▶ [SHORT EXERCISE A]: Retype the indemnification provisions from "12.6 Criminal Claims." to "on such Person.".

12.5 Obligations Supplemental. The obligations of the Receiver, and the Corporation
as guarantor in accordance with Section 12.7, to provide indemnification under this Article
XII are to supplement any amount payable by any Primary Indemnitor to the Person indemnified
under this Article XII. Consistent with that intent, the Receiver agrees only to make payments
pursuant to such indemnification to the extent not payable by a Primary Indemnitor. If the
aggregate amount of payments by the Receiver, or the Corporation as guarantor in accordance
with Section 12.7, and all Primary Indemnitors with respect to any item of indemnification under
this Article XII exceeds the amount payable with respect to such item, such Person being
indemnified shall notify the Receiver thereof and, upon the request of the Receiver, shall
promptly pay to the Receiver, or the Corporation as appropriate, the amount of the Receiver’s (or
Corporation’s) payments to the extent of such excess.
12.6 Criminal Claims. Notwithstanding any provision of this Article XII to the
contrary, in the event that any Person being indemnified under this Article XII shall become
involved in any criminal action, suit or proceeding, whether judicial, administrative or
investigative, the Receiver shall have no obligation hereunder to indemnify such Person for
liability with respect to any criminal act or to the extent any costs or expenses are attributable to
the defense against the allegation of any criminal act, unless (i) the Person is successful on the
merits or otherwise in the defense against any such action, suit or proceeding, or (ii) such action,
suit or proceeding is terminated without the imposition of liability on such Person.

▶ [Dataset entries]:
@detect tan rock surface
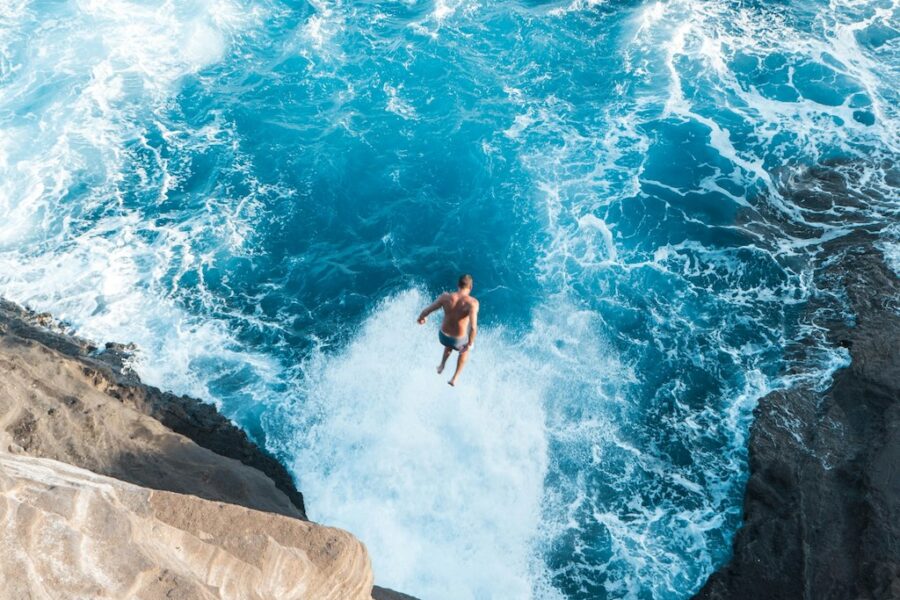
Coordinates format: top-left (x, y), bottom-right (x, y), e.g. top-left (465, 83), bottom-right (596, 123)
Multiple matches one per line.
top-left (0, 453), bottom-right (372, 600)
top-left (0, 308), bottom-right (305, 518)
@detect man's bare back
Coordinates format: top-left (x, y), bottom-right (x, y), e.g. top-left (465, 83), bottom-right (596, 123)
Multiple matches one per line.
top-left (438, 292), bottom-right (478, 337)
top-left (418, 275), bottom-right (478, 385)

▶ [SHORT EXERCISE B]: Give the dataset entries again from the line with "man's bare back" through the end of the records, with "Multiple matches" swapped for "Several matches" and nothing else changed.

▶ [CORRECT OUTPUT A]:
12.6 Criminal Claims. Notwithstanding any provision of this Article XII to the
contrary, in the event that any Person being indemnified under this Article XII shall become
involved in any criminal action, suit or proceeding, whether judicial, administrative or
investigative, the Receiver shall have no obligation hereunder to indemnify such Person for
liability with respect to any criminal act or to the extent any costs or expenses are attributable to
the defense against the allegation of any criminal act, unless (i) the Person is successful on the
merits or otherwise in the defense against any such action, suit or proceeding, or (ii) such action,
suit or proceeding is terminated without the imposition of liability on such Person.

▶ [CORRECT OUTPUT B]:
@detect man's bare back
Coordinates format: top-left (x, y), bottom-right (x, y), e.g. top-left (465, 83), bottom-right (596, 123)
Several matches one per line.
top-left (438, 292), bottom-right (478, 337)
top-left (418, 275), bottom-right (478, 385)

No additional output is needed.